▸ **TEXT PROVIDED**

Begin

Grayscale


In digital photography, computer-generated imagery, and colourimetry, a greyscale image is one in which the value of each pixel is a single sample representing only an amount of light; that is, it carries only intensity information. Greyscale images, a kind of black-and-white or grey monochrome, are composed exclusively of shades of grey. The contrast ranges from black at the weakest intensity to white at the strongest.[1]

 
 
 
 
 
 
 
 
 
 
 
 
 
 
 
 

Greyscale images are distinct from one-bit bi-tonal black-and-white images, which, in the context of computer imaging, are images with only two colours: black and white (also called bilevel or binary images). Greyscale images have many shades of grey in between.

Greyscale images can be the result of measuring the intensity of light at each pixel according to a particular weighted combination of frequencies (or wavelengths), and in such cases they are monochromatic proper when only a single frequency (in practice, a narrow band of frequencies) is captured. The frequencies can in principle be from anywhere in the electromagnetic spectrum (e.g. infrared, visible light, ultraviolet, etc.).

A colourimetric (or more specifically photometric) greyscale image is an image that has a defined greyscale colourspace, which maps the stored numeric sample values to the achromatic channel of a standard colourspace, which itself is based on measured properties of human vision.

End

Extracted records
Begin

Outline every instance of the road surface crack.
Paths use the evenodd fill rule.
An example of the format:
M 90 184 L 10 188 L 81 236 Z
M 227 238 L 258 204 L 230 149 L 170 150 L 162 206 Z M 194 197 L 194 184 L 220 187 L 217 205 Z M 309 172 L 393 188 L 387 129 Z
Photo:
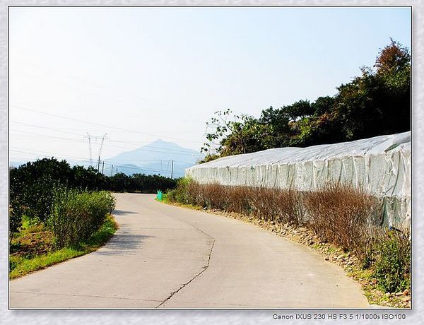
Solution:
M 203 231 L 201 231 L 200 229 L 196 228 L 196 227 L 194 227 L 196 229 L 197 229 L 198 230 L 201 231 L 201 232 L 203 232 L 204 234 L 206 235 L 208 237 L 209 236 L 208 234 L 204 232 Z M 212 238 L 211 237 L 211 238 Z M 175 295 L 177 292 L 178 292 L 181 289 L 182 289 L 183 288 L 184 288 L 186 285 L 187 285 L 189 283 L 190 283 L 193 280 L 194 280 L 196 278 L 197 278 L 199 276 L 200 276 L 202 273 L 204 273 L 205 271 L 207 270 L 207 268 L 209 267 L 209 262 L 211 261 L 211 255 L 212 254 L 212 249 L 213 249 L 213 244 L 215 244 L 215 240 L 213 238 L 212 238 L 212 245 L 211 246 L 211 250 L 209 251 L 209 255 L 208 256 L 208 262 L 206 263 L 206 265 L 204 266 L 203 267 L 203 269 L 199 272 L 197 274 L 196 274 L 193 278 L 192 278 L 190 280 L 189 280 L 187 282 L 186 282 L 185 283 L 184 283 L 182 285 L 181 285 L 181 287 L 179 287 L 178 289 L 177 289 L 175 291 L 173 291 L 171 292 L 171 294 L 169 295 L 169 297 L 167 298 L 166 298 L 165 300 L 163 300 L 162 302 L 160 302 L 160 304 L 159 304 L 158 306 L 156 306 L 155 308 L 159 308 L 160 306 L 162 306 L 164 303 L 165 303 L 167 301 L 168 301 L 170 299 L 171 299 L 172 297 L 172 296 L 174 295 Z

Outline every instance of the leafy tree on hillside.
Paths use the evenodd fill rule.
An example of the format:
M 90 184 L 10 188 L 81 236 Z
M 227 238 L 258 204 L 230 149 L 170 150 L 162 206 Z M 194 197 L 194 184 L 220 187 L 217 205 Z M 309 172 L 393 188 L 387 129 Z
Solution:
M 382 49 L 373 68 L 337 88 L 335 96 L 314 102 L 299 100 L 279 109 L 264 110 L 259 119 L 231 116 L 218 111 L 211 123 L 216 131 L 209 141 L 219 141 L 220 156 L 252 153 L 270 148 L 305 147 L 353 141 L 411 129 L 411 55 L 391 40 Z M 208 151 L 206 144 L 203 148 Z

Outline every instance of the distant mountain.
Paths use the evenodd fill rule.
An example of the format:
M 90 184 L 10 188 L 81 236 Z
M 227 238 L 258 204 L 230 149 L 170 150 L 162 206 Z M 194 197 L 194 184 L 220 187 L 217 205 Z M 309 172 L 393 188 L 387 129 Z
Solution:
M 184 170 L 202 158 L 199 151 L 159 139 L 138 149 L 105 159 L 104 173 L 110 175 L 113 165 L 113 174 L 117 168 L 118 172 L 128 175 L 139 173 L 169 177 L 172 170 L 172 177 L 177 178 L 184 176 Z

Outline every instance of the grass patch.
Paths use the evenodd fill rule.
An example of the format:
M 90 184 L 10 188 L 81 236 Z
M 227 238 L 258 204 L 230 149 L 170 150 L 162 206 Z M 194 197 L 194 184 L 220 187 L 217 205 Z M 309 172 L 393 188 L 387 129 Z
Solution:
M 370 303 L 411 306 L 409 232 L 382 226 L 382 201 L 361 190 L 329 184 L 317 191 L 300 192 L 200 184 L 186 178 L 164 197 L 164 203 L 237 215 L 234 218 L 277 235 L 300 239 L 326 260 L 345 268 L 360 283 Z
M 112 215 L 109 215 L 88 240 L 59 250 L 52 250 L 53 236 L 51 232 L 43 230 L 40 232 L 31 232 L 40 238 L 40 240 L 37 242 L 34 238 L 31 239 L 30 232 L 25 233 L 24 231 L 19 237 L 13 240 L 11 245 L 9 278 L 19 278 L 35 271 L 94 252 L 105 244 L 117 229 L 118 225 L 114 219 Z M 52 250 L 45 254 L 40 254 L 40 252 L 42 252 L 40 251 L 40 247 L 50 247 Z

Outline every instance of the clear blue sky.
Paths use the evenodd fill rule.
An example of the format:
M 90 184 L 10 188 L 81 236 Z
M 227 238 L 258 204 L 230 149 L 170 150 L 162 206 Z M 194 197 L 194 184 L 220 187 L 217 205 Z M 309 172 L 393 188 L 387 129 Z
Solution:
M 198 150 L 217 110 L 258 117 L 331 95 L 389 37 L 411 49 L 408 8 L 11 8 L 9 19 L 11 160 L 88 158 L 86 132 L 107 132 L 105 158 L 158 138 Z

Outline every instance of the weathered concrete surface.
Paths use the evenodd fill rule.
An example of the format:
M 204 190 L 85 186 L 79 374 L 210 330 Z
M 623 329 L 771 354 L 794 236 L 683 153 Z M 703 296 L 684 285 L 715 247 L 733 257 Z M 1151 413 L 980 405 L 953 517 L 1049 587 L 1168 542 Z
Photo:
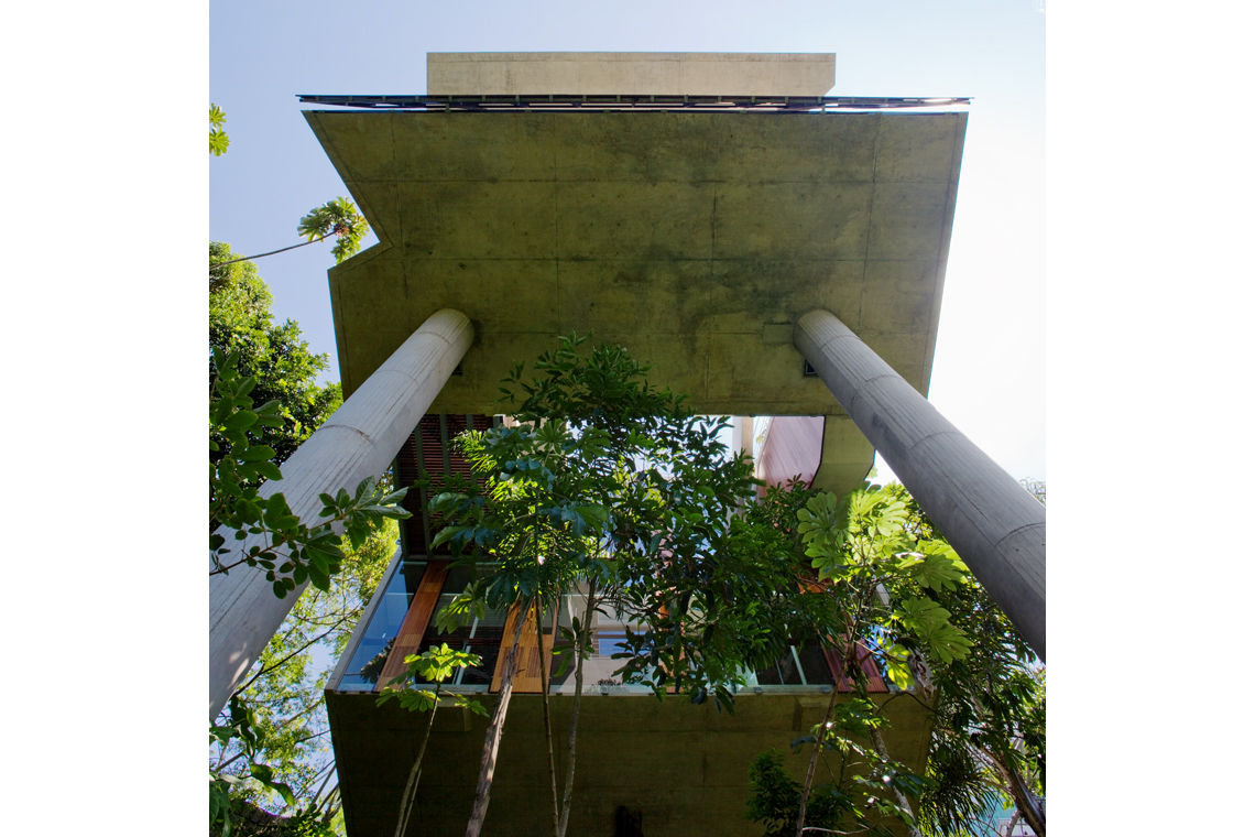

End

▸ **TASKS**
A – Reproduce the passage on grayscale verbatim, covering the stretch from "A colourimetric (or" through "of human vision.".
B – In the entries, take the stretch from the line containing "Outline every instance of the leafy" through the line containing "M 184 170 L", swap "instance" for "occurrence", and return only those lines with nothing else altered.

▸ **TASK-BY-TASK RESULTS**
A –
A colourimetric (or more specifically photometric) greyscale image is an image that has a defined greyscale colourspace, which maps the stored numeric sample values to the achromatic channel of a standard colourspace, which itself is based on measured properties of human vision.

B –
Outline every occurrence of the leafy tree on hillside.
Paths use the evenodd fill rule.
An example of the format:
M 90 184 L 10 188 L 81 236 Z
M 227 238 L 258 204 L 230 149 L 170 150 L 162 206 Z M 194 197 L 194 184 L 220 187 L 217 205 Z M 309 172 L 393 188 L 387 129 Z
Solution:
M 382 49 L 373 68 L 337 88 L 335 96 L 314 102 L 299 100 L 279 109 L 264 110 L 259 119 L 231 116 L 218 111 L 211 123 L 216 131 L 209 141 L 219 141 L 220 156 L 252 153 L 270 148 L 305 147 L 353 141 L 411 129 L 411 55 L 391 40 Z M 208 151 L 206 144 L 203 148 Z

Outline every occurrence of the distant mountain.
Paths use the evenodd fill rule.
An example of the format:
M 90 184 L 10 188 L 81 236 Z
M 227 238 L 258 204 L 230 149 L 170 150 L 162 206 Z M 194 197 L 194 184 L 220 187 L 217 205 Z M 309 172 L 393 188 L 387 129 Z
Solution:
M 184 170 L 202 158 L 199 151 L 159 139 L 138 149 L 105 159 L 104 173 L 110 175 L 113 165 L 113 174 L 117 168 L 118 172 L 128 175 L 139 173 L 169 177 L 172 170 L 172 177 L 177 178 L 184 176 Z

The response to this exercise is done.